Date:2021-10-29 - 2022-01-16
Location:No.1 Exhibition Hall, 1F
To the Shanghai Museum, located in one of the world's greatest cosmopolises, international exchanges and cooperation are essential. Now, we have launched an attempt, with the Musée national des arts asiatiques – Guimet as our partner, to host an exhibition themed with Chinese and European porcelain and their cultural exchanges, both from a new perspective and via a new mode of narration in the setting of the Belt and Road Initiative.
At the end of the 15th century, with new routes found for sea traffic between Europe and Asia, the landscape of trading between East and West began to change. In the Age of Exploration, whose influence swept the entire globe, trade and exchanges of various kinds increased on a daily basis. Porcelain, one of the most Chinese commodities, was sold overseas in huge quantities. Its sales witnessed not only the booming trade between China and Europe in the Ming and Qing dynasties but also the exchanges of imagery, design, technology, and ideas between the peoples concerned. Porcelain, in the cultural sense, is a medium for the dialogues and interactions between East and West. It is also through this medium that the current exhibition tries to explore the world trade and cross-cultural exchanges of those days.
The exhibition consists of three chapters. In "Transportation between China and the West," the exported porcelain outlines, temporally, the trade and exchanges between China and Europe from the 16th to the 18th century and, spatially, the development of sea routes and traffic networks. "Fusion between China and the West" shows in detail how Chinese porcelain integrated into and helped to shape European daily life, aesthetic and taste, decoration and design, and fashion trends through paintings and porcelain that was painted, mounted, modified, or intended as furnishings in Europe so that today, we may know more about the contact and combination between China and the West in pragmatic needs, aesthetic, and design. In "Encounter between China and the West" is found the integration of art and craft brought about by the trade and exchanges. With carefully curated overseas imitations of Chinese porcelain or porcelain made in China with inspirations from overseas, the cross-fertilisation is illustrated of kiln technologies between East and West: China's craftsmanship has contributed substantially to the world's material civilisation. Meanwhile, the concepts and thoughts behind the images are explored through the exotic imaginings from the porcelain on display.
The theme of the exhibition is the integration of East and West in an early phase of the globalisation. The exhibition itself is also the result from the integration of efforts made by museums around the globe. As the COVID-19 pandemic is going on, more than ten institutions in seven countries, namely, France, Portugal, the UK, the Netherlands, the US, Switzerland, and China have worked hard with the Shanghai Museum to overcome barriers so that art can hold our world together and that this remarkable achievement of global integration has been made possible. Arguably, this exhibition has been the most inclusive and complicated project ever executed since the outbreak of the pandemic, and it has turned out to be the fine fruit of international cooperation among a galaxy of museums the world over.
We hereby express our profound gratitude to all the institutions and authorities concerned for joining and supporting the exhibition. It is our firm belief that since museums collect and display items that bear witness to the progress of the human race, they have each and every reason to be the forerunners in global cultural contact, to promote exchanges and inspirations between civilisations, and to help to build a community with a shared future for mankind. With our concerted efforts, barriers will eventually be broken down, and the "fog and filthy air" be swept away. Join us, right now!

** DATASET **

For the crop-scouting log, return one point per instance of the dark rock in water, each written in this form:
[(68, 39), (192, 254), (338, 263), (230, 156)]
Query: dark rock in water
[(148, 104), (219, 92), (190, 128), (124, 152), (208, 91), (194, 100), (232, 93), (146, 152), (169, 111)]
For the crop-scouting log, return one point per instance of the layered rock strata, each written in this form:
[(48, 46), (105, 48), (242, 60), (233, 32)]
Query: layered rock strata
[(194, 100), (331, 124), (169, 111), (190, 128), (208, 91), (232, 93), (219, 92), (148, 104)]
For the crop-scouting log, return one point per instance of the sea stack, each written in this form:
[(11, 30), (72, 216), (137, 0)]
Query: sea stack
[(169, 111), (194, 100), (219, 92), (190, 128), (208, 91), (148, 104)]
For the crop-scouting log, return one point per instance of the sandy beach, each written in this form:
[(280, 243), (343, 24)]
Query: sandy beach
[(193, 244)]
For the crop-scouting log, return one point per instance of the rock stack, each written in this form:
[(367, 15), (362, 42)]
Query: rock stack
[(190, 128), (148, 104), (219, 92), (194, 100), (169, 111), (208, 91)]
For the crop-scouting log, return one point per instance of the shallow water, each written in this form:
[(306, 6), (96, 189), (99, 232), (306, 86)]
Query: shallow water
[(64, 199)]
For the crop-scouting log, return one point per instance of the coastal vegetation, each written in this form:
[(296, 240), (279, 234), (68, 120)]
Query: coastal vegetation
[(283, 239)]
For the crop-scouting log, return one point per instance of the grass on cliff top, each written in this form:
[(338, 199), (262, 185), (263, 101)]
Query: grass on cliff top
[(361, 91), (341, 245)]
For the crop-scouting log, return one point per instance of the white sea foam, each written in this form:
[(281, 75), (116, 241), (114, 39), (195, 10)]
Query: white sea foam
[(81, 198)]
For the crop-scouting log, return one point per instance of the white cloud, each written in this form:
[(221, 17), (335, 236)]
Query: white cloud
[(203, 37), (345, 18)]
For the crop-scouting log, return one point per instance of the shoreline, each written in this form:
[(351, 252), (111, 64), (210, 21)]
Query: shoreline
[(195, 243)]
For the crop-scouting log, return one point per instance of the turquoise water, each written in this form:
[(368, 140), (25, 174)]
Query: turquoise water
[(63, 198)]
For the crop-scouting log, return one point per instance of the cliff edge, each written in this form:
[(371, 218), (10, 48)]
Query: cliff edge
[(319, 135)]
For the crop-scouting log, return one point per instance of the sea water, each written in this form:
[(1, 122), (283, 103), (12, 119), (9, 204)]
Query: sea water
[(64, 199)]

...

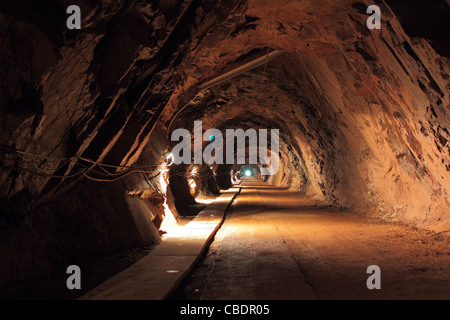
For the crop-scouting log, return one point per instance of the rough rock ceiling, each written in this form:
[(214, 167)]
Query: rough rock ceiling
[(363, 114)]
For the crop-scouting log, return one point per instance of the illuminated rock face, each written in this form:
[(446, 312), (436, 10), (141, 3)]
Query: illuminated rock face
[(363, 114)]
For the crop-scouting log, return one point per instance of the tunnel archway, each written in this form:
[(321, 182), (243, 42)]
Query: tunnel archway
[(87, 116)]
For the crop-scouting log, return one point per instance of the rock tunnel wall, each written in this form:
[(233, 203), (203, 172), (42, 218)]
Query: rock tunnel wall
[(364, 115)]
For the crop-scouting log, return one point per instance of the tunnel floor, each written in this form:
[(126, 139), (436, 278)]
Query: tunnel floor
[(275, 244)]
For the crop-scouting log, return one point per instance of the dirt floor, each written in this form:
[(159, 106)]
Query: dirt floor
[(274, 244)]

...

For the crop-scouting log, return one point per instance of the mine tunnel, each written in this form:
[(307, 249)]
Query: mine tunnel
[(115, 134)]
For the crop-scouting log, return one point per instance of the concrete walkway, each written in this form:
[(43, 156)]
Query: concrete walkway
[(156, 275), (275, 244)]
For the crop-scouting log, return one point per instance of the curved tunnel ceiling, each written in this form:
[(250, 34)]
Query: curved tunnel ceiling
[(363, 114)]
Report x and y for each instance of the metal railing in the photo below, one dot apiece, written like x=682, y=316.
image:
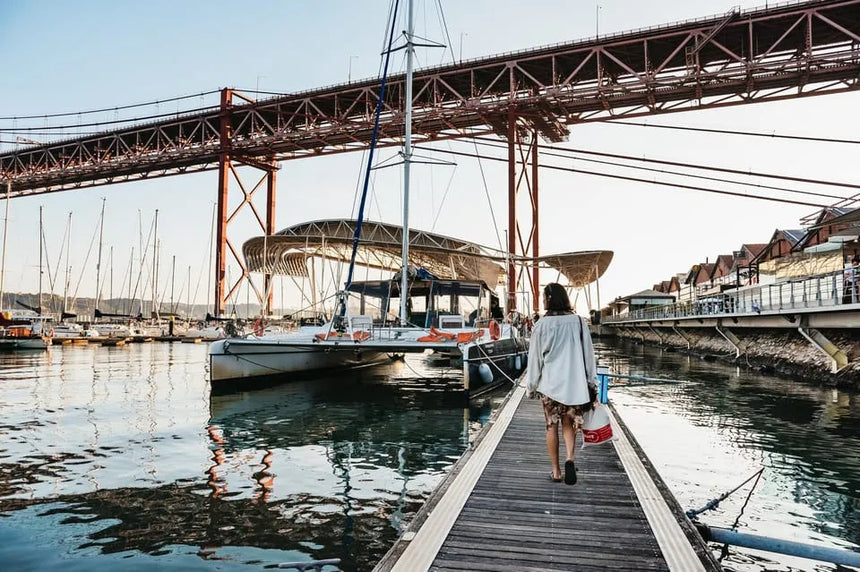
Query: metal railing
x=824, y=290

** WHAT IS REQUIRED **
Can you reproduce the porcelain exhibition text word for word from "Date:2021-10-29 - 2022-01-16" to "and Road Initiative."?

** RESPONSE AREA **
Date:2021-10-29 - 2022-01-16
Location:No.1 Exhibition Hall, 1F
To the Shanghai Museum, located in one of the world's greatest cosmopolises, international exchanges and cooperation are essential. Now, we have launched an attempt, with the Musée national des arts asiatiques – Guimet as our partner, to host an exhibition themed with Chinese and European porcelain and their cultural exchanges, both from a new perspective and via a new mode of narration in the setting of the Belt and Road Initiative.